TASK GOAL: Retype exactly the lines that run from the line with "If you could tag the painted" to the final line of the entries, keeping both ends and nothing else.

□ □ □ □

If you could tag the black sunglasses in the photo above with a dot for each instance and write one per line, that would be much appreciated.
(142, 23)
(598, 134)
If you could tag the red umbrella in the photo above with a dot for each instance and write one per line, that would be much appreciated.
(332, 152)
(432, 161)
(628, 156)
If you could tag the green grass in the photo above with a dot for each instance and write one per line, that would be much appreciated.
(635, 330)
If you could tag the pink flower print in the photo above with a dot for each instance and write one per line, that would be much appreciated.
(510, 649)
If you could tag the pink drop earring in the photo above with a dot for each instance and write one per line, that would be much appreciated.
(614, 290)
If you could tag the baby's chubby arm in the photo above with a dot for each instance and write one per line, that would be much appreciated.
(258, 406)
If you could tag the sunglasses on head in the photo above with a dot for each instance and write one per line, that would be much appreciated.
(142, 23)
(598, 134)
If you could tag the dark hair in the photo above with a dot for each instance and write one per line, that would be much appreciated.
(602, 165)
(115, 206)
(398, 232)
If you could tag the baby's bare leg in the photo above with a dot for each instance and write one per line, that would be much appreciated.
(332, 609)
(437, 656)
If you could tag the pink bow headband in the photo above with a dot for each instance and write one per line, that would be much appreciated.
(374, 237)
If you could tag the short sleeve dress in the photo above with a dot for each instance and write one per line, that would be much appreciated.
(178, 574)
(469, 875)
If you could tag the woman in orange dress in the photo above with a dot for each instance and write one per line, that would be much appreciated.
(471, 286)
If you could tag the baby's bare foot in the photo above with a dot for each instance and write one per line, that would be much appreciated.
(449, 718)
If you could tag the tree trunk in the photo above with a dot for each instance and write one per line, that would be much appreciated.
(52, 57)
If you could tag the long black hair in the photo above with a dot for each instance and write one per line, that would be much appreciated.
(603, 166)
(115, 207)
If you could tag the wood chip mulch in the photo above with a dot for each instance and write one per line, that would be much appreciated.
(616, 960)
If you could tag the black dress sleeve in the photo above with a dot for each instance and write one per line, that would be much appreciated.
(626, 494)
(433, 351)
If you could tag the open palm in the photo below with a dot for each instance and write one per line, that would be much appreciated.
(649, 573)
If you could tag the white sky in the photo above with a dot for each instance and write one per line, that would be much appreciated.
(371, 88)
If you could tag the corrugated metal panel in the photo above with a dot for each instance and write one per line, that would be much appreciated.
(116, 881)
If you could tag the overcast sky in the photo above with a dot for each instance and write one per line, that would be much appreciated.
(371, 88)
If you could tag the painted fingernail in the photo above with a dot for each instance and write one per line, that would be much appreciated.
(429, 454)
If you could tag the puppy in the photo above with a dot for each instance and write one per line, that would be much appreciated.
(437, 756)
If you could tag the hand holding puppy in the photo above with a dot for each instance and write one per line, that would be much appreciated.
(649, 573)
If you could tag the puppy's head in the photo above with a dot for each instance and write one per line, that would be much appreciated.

□ □ □ □

SOLUTION:
If you could tag the painted fingernail in the photo above with a dot for each instance and write one per line, that would be much appreciated.
(429, 454)
If you could tag the puppy in the photo above with a dot for each instance and write one per line, that would be much appreciated.
(437, 756)
If you could tag the hand holding puppy in the photo above with a dot for each instance and write one per line, that would be much appreciated.
(649, 573)
If you could tag the puppy's head in the photo above with a dot for each instance and write one per line, that would be much appreciated.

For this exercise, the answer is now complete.